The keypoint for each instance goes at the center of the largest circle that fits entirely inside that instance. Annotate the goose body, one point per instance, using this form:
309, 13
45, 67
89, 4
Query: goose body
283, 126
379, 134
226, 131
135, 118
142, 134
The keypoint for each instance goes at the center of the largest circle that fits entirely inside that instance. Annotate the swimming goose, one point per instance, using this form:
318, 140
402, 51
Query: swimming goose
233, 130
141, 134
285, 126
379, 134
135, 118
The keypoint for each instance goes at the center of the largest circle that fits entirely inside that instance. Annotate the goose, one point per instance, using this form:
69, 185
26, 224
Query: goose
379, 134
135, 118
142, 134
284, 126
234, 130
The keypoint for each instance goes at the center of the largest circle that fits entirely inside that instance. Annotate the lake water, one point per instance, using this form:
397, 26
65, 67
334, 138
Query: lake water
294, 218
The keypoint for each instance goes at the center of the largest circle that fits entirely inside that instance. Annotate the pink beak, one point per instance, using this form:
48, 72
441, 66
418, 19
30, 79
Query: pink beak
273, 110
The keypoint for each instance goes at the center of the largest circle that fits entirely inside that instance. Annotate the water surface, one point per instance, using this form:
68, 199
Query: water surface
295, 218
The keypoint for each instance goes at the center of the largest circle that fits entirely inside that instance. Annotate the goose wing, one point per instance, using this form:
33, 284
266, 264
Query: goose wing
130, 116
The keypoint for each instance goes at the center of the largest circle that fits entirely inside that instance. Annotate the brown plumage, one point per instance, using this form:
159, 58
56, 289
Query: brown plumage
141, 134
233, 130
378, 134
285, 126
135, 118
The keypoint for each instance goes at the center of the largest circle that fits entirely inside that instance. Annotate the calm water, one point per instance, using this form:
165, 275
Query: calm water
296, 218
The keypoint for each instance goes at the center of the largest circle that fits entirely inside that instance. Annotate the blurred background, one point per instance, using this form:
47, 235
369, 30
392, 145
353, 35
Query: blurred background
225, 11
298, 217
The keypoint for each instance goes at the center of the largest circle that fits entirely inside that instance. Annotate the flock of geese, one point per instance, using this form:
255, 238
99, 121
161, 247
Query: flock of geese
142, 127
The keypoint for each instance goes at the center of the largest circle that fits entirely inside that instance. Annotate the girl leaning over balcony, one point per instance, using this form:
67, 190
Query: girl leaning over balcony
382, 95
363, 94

•••••

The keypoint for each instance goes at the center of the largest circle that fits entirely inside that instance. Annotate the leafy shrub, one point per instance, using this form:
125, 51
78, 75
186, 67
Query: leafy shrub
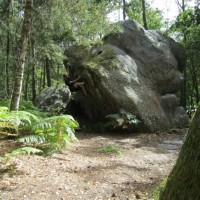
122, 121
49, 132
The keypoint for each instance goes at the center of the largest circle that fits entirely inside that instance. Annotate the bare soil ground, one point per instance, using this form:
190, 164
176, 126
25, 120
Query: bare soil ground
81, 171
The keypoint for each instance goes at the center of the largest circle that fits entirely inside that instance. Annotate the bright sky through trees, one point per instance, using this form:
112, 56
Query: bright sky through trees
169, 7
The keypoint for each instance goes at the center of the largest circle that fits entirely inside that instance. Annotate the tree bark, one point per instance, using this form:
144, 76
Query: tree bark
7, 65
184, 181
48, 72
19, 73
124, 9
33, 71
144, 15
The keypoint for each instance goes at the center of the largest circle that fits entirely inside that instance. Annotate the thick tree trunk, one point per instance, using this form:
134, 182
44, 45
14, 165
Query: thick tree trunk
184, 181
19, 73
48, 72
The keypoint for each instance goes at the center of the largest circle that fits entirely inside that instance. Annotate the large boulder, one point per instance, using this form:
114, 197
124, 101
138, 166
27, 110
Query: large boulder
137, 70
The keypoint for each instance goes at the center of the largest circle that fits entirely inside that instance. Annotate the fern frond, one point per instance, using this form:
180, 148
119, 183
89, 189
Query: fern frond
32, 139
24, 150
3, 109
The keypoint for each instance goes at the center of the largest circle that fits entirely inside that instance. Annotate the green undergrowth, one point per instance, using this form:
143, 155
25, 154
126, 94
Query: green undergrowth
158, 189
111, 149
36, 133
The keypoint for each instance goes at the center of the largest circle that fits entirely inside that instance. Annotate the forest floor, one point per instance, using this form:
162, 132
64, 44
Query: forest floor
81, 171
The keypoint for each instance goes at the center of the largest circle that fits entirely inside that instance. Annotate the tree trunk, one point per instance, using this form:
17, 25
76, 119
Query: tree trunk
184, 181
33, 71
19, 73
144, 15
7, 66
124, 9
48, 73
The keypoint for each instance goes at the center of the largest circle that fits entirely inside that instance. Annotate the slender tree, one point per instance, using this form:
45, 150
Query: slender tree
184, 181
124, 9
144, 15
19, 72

•••••

Extract every line of the listing above that contains the string "trees", treating uppercase and lowercase letters as distinct.

## Answer to the problem
The keypoint for each instance goes at the center of the largest circle that fits entirely inside that instance. Annotate the bright sky through trees, one point per instance, using this form:
Query: bright sky through trees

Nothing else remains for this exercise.